··· RECORD LIST ···

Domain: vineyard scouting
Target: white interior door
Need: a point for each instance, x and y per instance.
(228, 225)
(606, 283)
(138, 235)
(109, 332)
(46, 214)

···

- _GIVEN INSTRUCTION_
Render the lines above as a Markdown table with two columns, No. and Line, giving each nonblank line its own row, numbered in order.

- _ANSWER BELOW_
| No. | Line |
|---|---|
| 1 | Domain: vineyard scouting |
| 2 | Target: white interior door |
| 3 | Need: a point for each instance, x and y per instance. |
| 4 | (228, 225) |
| 5 | (606, 283) |
| 6 | (138, 235) |
| 7 | (109, 332) |
| 8 | (46, 214) |